[Data items]
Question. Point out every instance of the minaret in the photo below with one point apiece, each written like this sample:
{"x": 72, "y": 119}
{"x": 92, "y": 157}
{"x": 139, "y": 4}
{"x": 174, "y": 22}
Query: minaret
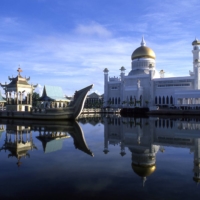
{"x": 196, "y": 63}
{"x": 143, "y": 43}
{"x": 105, "y": 86}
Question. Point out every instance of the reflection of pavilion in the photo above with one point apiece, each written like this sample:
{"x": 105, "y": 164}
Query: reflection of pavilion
{"x": 145, "y": 137}
{"x": 18, "y": 141}
{"x": 51, "y": 133}
{"x": 52, "y": 140}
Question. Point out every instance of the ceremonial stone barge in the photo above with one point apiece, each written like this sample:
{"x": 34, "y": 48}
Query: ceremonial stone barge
{"x": 19, "y": 102}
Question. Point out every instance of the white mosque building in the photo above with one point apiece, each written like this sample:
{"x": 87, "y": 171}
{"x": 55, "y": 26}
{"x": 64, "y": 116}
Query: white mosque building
{"x": 142, "y": 89}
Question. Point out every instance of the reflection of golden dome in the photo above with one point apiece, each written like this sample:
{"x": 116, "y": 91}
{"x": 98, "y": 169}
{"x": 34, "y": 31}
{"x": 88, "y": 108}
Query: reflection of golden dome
{"x": 196, "y": 42}
{"x": 143, "y": 52}
{"x": 143, "y": 171}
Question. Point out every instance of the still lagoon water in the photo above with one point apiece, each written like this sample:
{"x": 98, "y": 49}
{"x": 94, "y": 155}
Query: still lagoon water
{"x": 100, "y": 157}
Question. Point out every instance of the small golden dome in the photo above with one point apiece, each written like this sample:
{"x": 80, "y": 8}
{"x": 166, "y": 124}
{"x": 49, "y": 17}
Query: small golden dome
{"x": 196, "y": 42}
{"x": 143, "y": 171}
{"x": 143, "y": 52}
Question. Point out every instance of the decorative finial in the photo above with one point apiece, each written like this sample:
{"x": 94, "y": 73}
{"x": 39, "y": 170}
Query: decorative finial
{"x": 19, "y": 70}
{"x": 143, "y": 43}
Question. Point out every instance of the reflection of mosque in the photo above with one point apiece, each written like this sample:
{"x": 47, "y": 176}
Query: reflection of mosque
{"x": 52, "y": 138}
{"x": 144, "y": 137}
{"x": 19, "y": 140}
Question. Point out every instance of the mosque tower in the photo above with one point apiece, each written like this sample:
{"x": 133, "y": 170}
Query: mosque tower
{"x": 196, "y": 63}
{"x": 143, "y": 60}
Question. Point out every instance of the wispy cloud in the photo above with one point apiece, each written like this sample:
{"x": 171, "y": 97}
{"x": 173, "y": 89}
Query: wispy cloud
{"x": 93, "y": 29}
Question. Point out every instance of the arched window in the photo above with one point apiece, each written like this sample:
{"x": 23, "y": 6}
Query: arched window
{"x": 156, "y": 100}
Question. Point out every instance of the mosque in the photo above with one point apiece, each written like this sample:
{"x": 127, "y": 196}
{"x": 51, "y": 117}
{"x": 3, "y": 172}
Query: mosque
{"x": 142, "y": 89}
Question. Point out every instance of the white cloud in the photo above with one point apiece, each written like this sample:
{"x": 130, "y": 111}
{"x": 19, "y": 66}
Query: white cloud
{"x": 93, "y": 29}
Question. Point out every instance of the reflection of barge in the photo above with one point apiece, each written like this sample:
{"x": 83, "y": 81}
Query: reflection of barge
{"x": 72, "y": 111}
{"x": 19, "y": 97}
{"x": 19, "y": 137}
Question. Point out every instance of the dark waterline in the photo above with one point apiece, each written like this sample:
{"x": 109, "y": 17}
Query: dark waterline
{"x": 161, "y": 160}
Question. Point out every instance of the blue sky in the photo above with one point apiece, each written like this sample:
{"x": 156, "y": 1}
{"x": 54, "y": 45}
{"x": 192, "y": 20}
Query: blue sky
{"x": 68, "y": 43}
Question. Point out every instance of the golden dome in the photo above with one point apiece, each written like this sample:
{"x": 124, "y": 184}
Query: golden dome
{"x": 143, "y": 171}
{"x": 143, "y": 52}
{"x": 196, "y": 42}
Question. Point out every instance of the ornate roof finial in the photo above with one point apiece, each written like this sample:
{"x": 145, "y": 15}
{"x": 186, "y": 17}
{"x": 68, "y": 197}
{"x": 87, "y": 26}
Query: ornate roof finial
{"x": 143, "y": 43}
{"x": 19, "y": 70}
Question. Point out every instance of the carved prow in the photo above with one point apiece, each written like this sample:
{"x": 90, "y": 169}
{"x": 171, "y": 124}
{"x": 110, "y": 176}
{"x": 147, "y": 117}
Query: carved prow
{"x": 79, "y": 100}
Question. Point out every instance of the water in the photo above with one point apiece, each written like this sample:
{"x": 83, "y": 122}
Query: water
{"x": 101, "y": 158}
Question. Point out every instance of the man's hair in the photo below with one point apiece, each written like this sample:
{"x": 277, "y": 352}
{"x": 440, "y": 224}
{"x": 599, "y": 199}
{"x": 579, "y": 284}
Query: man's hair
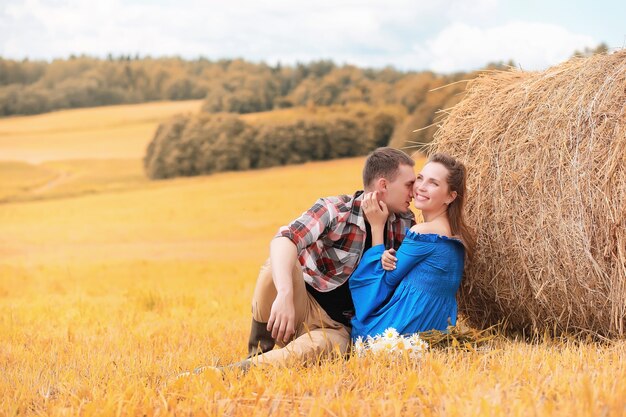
{"x": 384, "y": 163}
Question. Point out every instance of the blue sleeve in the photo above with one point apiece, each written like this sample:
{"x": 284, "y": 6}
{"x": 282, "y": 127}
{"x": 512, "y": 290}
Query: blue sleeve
{"x": 368, "y": 288}
{"x": 409, "y": 254}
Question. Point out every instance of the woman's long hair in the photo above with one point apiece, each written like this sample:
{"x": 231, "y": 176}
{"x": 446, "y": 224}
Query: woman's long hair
{"x": 457, "y": 177}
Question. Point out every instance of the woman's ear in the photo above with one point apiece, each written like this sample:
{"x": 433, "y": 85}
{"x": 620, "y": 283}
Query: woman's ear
{"x": 451, "y": 197}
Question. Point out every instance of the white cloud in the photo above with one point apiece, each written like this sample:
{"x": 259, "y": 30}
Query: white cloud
{"x": 373, "y": 33}
{"x": 532, "y": 46}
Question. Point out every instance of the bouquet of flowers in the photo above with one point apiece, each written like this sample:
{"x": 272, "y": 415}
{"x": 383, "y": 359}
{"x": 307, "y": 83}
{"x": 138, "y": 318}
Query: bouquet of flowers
{"x": 391, "y": 342}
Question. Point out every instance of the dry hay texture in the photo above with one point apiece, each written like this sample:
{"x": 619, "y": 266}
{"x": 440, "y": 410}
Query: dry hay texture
{"x": 546, "y": 159}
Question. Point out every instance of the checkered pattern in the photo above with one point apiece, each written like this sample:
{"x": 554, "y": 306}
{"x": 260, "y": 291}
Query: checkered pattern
{"x": 330, "y": 237}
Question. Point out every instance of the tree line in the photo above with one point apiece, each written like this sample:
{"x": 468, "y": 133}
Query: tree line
{"x": 228, "y": 85}
{"x": 190, "y": 145}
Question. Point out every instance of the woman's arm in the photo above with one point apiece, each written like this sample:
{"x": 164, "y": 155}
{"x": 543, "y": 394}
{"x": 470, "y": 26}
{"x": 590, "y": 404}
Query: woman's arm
{"x": 410, "y": 253}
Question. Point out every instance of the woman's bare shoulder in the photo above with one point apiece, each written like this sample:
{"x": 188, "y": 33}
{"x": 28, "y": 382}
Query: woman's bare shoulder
{"x": 430, "y": 228}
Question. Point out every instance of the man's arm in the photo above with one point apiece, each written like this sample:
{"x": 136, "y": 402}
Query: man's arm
{"x": 284, "y": 250}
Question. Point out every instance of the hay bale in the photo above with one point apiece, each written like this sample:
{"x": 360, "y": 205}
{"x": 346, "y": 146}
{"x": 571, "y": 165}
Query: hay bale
{"x": 546, "y": 158}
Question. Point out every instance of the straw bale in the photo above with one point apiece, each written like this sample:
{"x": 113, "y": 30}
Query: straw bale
{"x": 546, "y": 158}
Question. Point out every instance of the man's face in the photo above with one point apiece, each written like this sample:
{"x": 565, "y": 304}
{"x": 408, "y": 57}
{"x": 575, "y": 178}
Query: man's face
{"x": 397, "y": 194}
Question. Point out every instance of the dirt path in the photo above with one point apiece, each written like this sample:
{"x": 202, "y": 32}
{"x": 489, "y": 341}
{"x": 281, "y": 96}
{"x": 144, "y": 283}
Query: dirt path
{"x": 60, "y": 179}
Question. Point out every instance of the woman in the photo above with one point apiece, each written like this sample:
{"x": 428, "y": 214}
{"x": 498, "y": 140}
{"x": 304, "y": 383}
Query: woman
{"x": 420, "y": 294}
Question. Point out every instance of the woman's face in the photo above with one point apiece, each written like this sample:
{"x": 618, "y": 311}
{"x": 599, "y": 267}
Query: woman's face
{"x": 431, "y": 191}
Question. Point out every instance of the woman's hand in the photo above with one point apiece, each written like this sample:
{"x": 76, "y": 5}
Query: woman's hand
{"x": 389, "y": 260}
{"x": 376, "y": 212}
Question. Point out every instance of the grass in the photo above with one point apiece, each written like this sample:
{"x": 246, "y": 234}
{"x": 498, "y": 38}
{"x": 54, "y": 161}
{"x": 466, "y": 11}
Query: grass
{"x": 110, "y": 285}
{"x": 108, "y": 132}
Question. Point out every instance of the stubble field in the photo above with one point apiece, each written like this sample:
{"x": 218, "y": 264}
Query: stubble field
{"x": 111, "y": 284}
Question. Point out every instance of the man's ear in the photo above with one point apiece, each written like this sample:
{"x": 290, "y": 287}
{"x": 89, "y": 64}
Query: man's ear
{"x": 381, "y": 184}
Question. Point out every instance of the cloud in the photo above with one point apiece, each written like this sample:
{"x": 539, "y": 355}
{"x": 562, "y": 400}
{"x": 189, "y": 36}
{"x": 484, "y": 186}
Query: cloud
{"x": 376, "y": 33}
{"x": 530, "y": 45}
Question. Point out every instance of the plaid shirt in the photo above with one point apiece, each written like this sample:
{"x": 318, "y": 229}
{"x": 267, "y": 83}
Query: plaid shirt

Problem statement
Look for the word "shirt". Copy out every line of the data that has it.

Response box
Question. Point out every instance of the plaid shirt in the photo above with one point apiece, each written like this sample:
Query: plaid shirt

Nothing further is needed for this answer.